### DIRECTIONS
A - In the abstract on converting 2D radiographs to 3D bone models, what does 3D imaging add for patients?
B - From the abstract on converting 2D radiographs to 3D bone models, reproduce the text between "The Journal of" and "3D bone models.", inclusive.
C - Carry on the abstract on converting 2D radiographs to 3D bone models, beginning after its final sentence.

### PASSAGE FOR REVIEW
# # #

Authors

Levi Reina Fernandes, Carlos Arce, Gonçalo Martinho, João Pedro Campos & R. Michael Meneghini

Keywords

biplanar radiographs, 3D reconstruction, knee surgery, total knee arthroplasty, artificial intelligence

The Journal of Arthroplasty

Abstract

Background: With the emergence of advanced technology, such as robotics, three-dimensional (3D) imaging is necessary to execute preoperative surgical plans accurately. However, 3D imaging adds cost and potential risk to patients. This study determined the measurement accuracy, reliability, and repeatability of a novel artificial intelligence (AI) algorithm which converts two-dimensional (2D) radiographs to 3D bone models.

# # #

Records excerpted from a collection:

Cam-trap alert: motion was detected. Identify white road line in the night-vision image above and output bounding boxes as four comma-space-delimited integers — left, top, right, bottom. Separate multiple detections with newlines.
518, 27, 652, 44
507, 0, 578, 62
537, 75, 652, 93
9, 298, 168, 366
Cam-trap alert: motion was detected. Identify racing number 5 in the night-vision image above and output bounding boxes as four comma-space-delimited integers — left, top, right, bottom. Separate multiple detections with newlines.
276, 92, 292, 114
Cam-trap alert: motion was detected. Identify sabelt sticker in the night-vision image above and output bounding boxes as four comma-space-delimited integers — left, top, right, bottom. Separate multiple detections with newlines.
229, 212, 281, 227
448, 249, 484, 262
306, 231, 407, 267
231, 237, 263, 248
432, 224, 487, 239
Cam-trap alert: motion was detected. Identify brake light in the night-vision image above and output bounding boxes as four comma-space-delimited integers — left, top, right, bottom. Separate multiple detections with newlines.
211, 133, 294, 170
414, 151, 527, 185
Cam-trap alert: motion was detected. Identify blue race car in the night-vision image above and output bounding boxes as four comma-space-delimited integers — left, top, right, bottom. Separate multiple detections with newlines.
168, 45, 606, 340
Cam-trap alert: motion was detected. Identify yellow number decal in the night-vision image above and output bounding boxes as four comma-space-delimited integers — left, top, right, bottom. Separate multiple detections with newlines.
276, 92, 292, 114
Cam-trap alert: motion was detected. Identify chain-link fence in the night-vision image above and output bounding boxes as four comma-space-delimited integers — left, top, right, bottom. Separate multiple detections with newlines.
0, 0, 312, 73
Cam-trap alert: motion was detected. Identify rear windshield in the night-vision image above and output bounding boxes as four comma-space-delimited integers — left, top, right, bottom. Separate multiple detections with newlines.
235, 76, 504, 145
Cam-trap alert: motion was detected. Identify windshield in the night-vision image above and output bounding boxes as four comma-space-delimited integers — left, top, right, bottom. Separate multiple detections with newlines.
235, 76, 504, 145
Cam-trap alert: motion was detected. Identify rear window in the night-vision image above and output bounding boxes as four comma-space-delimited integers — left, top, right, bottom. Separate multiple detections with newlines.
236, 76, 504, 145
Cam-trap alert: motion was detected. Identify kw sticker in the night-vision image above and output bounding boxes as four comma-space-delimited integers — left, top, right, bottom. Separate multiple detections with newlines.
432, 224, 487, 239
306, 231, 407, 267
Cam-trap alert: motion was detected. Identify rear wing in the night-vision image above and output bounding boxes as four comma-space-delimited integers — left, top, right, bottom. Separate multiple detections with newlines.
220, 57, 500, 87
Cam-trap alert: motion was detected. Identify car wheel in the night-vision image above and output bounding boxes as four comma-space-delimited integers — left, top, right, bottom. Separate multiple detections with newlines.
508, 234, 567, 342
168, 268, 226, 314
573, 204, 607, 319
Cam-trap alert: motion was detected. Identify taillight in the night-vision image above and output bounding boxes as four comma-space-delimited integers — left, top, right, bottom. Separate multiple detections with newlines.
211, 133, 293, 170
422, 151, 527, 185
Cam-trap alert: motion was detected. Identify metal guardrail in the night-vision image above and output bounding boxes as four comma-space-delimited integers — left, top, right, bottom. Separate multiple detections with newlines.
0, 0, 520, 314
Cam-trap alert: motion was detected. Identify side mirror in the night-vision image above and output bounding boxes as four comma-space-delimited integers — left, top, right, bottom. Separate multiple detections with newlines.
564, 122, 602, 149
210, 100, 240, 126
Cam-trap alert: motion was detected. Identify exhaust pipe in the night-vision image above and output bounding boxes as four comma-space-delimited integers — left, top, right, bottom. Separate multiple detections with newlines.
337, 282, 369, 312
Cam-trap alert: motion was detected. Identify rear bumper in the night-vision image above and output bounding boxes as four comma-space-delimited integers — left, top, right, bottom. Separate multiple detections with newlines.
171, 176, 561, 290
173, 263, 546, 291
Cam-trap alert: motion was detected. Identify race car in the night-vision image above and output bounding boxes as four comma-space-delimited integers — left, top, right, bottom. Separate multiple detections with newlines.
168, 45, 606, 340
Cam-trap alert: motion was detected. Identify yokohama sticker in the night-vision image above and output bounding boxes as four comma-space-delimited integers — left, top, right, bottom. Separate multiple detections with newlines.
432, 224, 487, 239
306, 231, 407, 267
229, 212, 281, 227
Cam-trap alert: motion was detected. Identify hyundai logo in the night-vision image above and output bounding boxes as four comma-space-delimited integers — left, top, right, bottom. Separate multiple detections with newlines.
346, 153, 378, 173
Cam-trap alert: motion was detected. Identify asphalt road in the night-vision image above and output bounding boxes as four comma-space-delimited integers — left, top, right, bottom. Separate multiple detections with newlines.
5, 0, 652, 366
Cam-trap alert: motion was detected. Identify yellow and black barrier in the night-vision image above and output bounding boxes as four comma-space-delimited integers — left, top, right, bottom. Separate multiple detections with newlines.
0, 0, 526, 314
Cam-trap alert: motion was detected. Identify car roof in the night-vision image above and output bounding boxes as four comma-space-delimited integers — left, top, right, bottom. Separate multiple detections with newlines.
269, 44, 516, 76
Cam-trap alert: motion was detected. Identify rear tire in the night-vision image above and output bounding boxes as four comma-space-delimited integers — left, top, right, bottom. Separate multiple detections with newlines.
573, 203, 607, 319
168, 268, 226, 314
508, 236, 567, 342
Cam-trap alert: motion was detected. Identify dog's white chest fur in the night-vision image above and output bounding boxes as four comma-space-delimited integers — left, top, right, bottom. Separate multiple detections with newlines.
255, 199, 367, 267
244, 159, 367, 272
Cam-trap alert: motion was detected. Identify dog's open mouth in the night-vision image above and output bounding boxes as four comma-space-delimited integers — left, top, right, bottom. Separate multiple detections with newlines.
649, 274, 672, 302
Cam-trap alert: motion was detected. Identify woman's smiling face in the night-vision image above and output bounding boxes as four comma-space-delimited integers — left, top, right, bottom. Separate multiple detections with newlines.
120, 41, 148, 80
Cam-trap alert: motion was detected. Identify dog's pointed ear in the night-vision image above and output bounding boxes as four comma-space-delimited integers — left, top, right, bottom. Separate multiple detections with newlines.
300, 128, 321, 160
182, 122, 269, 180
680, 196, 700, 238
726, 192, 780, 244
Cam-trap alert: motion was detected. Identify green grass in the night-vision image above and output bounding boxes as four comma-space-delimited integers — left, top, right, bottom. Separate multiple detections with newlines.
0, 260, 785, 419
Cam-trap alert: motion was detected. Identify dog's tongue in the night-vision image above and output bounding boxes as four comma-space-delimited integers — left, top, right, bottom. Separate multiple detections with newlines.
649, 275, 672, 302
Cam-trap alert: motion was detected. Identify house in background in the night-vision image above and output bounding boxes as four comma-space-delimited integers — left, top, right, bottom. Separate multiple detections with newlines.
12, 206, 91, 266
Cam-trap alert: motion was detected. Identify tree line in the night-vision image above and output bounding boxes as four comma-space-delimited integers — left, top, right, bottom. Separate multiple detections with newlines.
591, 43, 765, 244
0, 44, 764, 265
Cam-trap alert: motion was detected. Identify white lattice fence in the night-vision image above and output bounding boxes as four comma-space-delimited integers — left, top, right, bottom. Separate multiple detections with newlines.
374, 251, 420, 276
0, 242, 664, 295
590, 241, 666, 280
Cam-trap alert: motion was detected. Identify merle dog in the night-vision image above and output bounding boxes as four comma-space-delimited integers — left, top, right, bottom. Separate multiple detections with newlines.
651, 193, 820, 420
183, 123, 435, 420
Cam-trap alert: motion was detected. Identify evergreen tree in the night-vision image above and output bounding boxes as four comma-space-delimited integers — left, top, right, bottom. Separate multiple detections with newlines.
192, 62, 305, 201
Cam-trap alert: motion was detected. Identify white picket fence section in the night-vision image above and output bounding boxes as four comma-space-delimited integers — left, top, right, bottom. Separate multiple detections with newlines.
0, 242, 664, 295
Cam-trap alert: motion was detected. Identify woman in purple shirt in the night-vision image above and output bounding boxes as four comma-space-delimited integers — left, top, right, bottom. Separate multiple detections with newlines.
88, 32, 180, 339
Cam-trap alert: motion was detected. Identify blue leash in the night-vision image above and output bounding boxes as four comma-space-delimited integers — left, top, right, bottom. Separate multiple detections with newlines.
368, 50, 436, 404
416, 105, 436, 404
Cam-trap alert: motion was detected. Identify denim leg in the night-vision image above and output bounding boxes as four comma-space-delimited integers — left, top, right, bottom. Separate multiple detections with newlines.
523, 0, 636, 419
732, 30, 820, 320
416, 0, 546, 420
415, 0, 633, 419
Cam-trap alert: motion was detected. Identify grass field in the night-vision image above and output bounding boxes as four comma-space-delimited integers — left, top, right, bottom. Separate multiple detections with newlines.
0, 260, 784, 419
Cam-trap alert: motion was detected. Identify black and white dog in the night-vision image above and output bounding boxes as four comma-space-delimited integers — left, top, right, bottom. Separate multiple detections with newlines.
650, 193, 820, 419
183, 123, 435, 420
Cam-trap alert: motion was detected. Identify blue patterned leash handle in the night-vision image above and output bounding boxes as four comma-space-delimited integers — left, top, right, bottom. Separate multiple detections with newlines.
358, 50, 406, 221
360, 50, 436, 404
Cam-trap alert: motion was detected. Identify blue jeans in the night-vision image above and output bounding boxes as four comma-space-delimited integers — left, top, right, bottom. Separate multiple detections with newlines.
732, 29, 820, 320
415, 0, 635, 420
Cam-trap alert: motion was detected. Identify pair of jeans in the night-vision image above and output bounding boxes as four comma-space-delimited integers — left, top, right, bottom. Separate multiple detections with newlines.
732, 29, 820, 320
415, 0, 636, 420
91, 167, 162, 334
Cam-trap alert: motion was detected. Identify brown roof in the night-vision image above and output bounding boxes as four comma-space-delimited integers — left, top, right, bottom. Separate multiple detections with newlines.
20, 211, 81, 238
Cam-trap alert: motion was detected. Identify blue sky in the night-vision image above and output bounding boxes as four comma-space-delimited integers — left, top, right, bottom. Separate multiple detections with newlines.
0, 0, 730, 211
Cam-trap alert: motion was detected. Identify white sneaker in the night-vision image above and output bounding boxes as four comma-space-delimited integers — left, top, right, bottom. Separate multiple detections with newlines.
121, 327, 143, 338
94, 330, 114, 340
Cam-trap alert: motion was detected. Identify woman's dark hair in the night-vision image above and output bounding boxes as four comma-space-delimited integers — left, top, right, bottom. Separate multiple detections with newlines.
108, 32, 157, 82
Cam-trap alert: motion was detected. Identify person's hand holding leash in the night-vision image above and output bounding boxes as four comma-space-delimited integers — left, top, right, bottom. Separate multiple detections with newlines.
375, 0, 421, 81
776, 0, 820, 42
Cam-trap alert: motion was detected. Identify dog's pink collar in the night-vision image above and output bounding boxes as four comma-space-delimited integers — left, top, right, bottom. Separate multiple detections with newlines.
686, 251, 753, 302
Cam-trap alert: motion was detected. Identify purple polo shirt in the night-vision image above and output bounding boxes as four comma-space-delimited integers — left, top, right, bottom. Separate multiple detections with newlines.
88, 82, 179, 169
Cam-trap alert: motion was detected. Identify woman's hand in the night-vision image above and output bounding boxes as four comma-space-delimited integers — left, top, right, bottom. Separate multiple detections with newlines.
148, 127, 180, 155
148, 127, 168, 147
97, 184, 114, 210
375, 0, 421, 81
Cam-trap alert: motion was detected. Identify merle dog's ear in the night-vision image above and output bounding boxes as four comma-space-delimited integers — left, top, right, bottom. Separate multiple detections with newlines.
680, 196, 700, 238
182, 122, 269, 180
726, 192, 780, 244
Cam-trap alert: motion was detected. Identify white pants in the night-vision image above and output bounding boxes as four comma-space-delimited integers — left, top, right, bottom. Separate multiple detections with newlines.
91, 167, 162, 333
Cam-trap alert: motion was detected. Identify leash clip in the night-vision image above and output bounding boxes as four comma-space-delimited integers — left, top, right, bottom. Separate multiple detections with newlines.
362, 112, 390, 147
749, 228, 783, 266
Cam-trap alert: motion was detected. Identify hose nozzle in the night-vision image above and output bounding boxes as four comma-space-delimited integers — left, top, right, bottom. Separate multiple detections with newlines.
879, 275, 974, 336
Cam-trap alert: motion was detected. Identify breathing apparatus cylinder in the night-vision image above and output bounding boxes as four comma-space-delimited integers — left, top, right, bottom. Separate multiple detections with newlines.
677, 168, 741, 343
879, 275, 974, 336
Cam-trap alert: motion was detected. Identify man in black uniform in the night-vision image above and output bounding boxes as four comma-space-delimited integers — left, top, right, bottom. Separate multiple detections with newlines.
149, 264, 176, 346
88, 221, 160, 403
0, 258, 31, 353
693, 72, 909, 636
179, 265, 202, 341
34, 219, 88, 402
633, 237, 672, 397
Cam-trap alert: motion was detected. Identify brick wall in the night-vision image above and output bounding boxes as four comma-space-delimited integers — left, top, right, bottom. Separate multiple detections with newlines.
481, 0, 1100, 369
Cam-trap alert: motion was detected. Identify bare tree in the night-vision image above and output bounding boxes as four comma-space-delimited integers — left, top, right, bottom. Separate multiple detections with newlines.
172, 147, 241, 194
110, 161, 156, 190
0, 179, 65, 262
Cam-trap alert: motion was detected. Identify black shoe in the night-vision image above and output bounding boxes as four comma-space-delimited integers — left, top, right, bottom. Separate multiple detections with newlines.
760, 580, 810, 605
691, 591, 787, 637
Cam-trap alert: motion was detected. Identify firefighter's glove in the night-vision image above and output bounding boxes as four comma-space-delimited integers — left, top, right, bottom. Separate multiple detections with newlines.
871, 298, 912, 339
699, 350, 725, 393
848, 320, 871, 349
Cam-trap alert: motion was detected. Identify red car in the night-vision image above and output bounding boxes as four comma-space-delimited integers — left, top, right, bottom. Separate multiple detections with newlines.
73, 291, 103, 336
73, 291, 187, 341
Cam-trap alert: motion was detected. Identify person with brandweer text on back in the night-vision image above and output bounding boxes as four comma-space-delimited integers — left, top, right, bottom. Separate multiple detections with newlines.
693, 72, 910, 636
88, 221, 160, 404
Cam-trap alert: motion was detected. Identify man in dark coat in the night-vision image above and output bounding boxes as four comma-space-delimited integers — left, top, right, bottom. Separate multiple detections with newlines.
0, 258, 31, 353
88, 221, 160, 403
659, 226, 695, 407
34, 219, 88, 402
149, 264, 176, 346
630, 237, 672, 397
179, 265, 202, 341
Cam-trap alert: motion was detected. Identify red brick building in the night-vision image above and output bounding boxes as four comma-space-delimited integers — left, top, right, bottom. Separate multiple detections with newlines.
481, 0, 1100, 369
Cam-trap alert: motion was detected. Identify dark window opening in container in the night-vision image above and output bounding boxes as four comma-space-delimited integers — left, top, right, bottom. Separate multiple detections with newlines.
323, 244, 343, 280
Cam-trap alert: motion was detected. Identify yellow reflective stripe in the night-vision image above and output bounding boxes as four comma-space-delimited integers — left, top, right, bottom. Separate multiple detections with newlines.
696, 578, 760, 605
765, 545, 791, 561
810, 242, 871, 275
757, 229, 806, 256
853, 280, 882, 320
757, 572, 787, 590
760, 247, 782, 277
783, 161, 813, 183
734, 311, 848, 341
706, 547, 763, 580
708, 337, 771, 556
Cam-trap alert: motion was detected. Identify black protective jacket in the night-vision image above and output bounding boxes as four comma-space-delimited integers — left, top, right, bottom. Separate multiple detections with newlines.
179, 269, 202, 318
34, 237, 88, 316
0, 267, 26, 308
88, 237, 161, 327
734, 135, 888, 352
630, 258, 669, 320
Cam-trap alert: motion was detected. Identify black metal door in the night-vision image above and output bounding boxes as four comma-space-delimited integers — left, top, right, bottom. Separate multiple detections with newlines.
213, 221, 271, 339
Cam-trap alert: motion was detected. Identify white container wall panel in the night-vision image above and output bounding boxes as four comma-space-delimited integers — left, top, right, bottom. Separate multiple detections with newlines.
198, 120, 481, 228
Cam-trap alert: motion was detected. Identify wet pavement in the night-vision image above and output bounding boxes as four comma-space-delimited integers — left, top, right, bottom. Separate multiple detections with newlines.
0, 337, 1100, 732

# # #

### ANSWER SET
A - Cost and potential risk.

B -
The Journal of Arthroplasty

Abstract

Background: With the emergence of advanced technology, such as robotics, three-dimensional (3D) imaging is necessary to execute preoperative surgical plans accurately. However, 3D imaging adds cost and potential risk to patients. This study determined the measurement accuracy, reliability, and repeatability of a novel artificial intelligence (AI) algorithm which converts two-dimensional (2D) radiographs to 3D bone models.

C -
Methods: An AI algorithm was developed to convert 2D radiographs to 3D bone model reconstructions. The accuracy of the AI algorithm was evaluated by comparing mean absolute error in measurements performed on 3D bone reconstructions, 3D computed tomography (CT) scans, and manual measurements on five cadaveric knees. Reliability and repeatability of the AI algorithm were evaluated by assessing the inter-observer and intra-observer agreement between measurements performed on 3D bone reconstructions, respectively.
Results: Accuracy of the AI algorithm was considered excellent with mean absolute errors <2mm in 9 of 12 anatomical parameters compared with measurements performed on CTs and manual calipers. All inter-observer and intra-observer correlation coefficients were greater than 0.90 representing a high level of measurement reliability and repeatability by independent observers and the same observers.
Conclusion: This particular AI algorithm demonstrated a high degree of accuracy, reliability, and repeatability for converting 2D radiographs to 3D bone reconstructions similar to a CT-scan. Study results suggest this AI algorithm has the potential for use in preoperative surgical planning due to its efficiencies related to cost and time and reduced radiation exposure without the use of 3D imaging.